= EXERCISE DESCRIPTION =
Count the lines in the items below that contain the string "rustic" with matching case, and give only that number.

## START PROVIDED RECORDS

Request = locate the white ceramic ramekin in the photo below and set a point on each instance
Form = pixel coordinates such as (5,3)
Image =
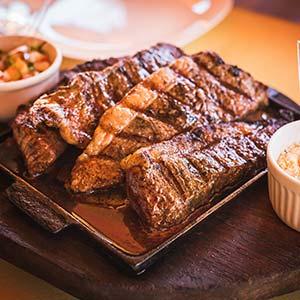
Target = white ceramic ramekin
(14,93)
(284,190)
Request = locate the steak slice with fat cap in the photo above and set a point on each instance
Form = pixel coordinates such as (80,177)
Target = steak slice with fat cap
(192,90)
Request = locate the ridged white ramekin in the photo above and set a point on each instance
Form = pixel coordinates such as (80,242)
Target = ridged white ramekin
(284,190)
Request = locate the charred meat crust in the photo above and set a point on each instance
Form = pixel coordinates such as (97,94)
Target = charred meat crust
(166,182)
(191,90)
(75,108)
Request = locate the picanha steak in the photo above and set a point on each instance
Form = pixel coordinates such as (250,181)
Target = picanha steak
(74,109)
(198,89)
(166,182)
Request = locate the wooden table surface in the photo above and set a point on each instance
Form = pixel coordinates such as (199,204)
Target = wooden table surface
(263,45)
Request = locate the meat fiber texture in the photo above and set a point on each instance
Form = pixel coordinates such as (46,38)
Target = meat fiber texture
(70,113)
(192,90)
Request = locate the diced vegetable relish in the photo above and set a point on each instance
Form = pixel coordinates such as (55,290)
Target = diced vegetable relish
(23,62)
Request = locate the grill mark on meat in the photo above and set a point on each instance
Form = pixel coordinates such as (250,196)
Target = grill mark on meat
(238,82)
(77,120)
(209,84)
(181,83)
(201,170)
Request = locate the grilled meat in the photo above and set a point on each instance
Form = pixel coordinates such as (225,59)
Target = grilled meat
(75,109)
(166,182)
(191,90)
(40,145)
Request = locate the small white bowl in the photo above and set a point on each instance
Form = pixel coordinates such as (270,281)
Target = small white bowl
(14,93)
(284,189)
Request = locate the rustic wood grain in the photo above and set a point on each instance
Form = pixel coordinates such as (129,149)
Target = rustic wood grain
(244,251)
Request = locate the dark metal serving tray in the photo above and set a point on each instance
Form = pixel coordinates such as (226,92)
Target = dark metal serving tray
(106,217)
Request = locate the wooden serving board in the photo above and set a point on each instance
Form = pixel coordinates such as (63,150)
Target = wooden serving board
(243,251)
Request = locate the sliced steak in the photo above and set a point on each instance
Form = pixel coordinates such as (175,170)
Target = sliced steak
(74,109)
(166,182)
(191,90)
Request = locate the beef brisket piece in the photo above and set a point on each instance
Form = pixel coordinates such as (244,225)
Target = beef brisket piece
(31,139)
(75,109)
(191,90)
(166,182)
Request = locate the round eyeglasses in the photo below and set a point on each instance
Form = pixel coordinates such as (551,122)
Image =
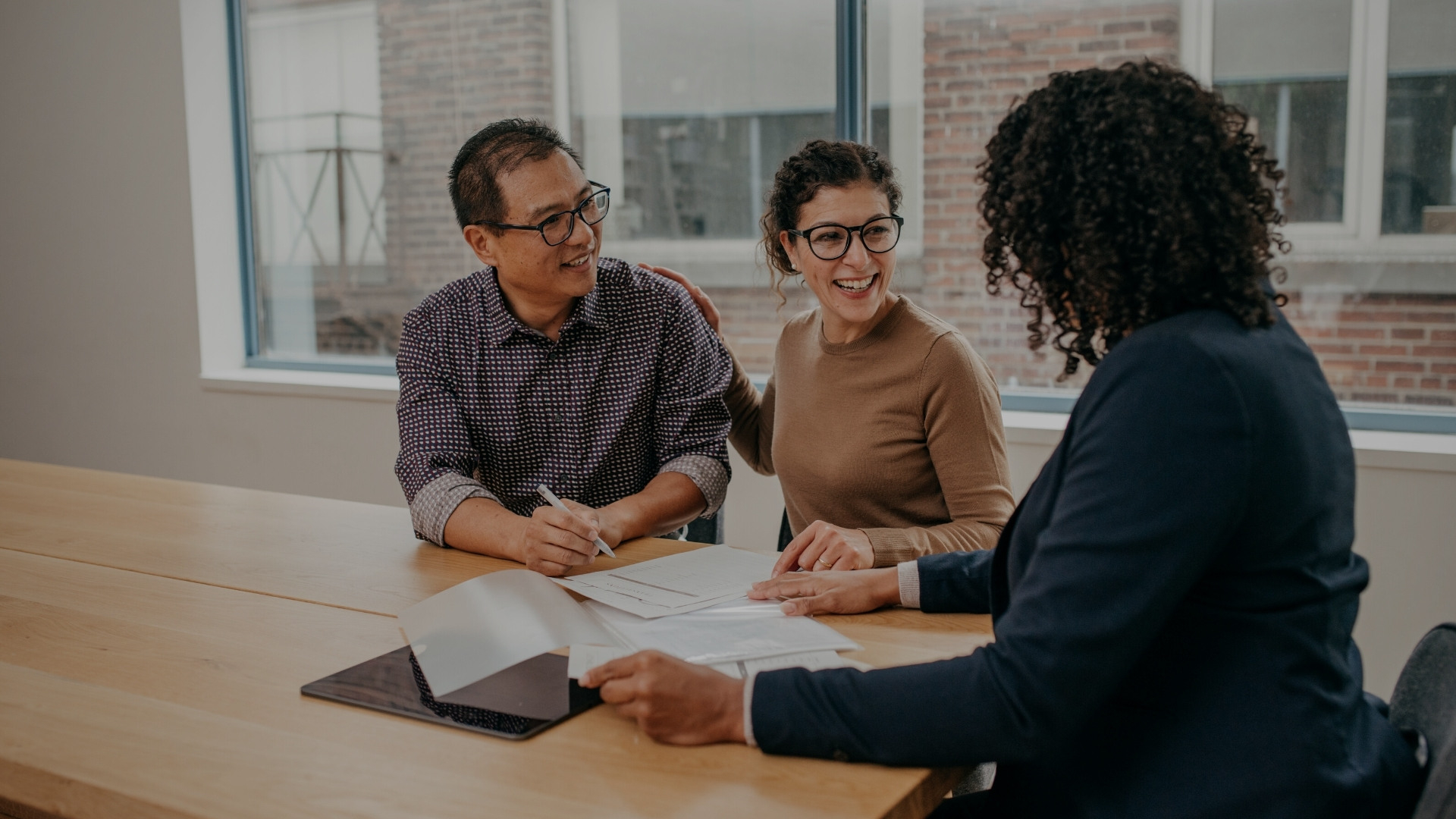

## END PROVIDED RECORDS

= TASK OUTPUT =
2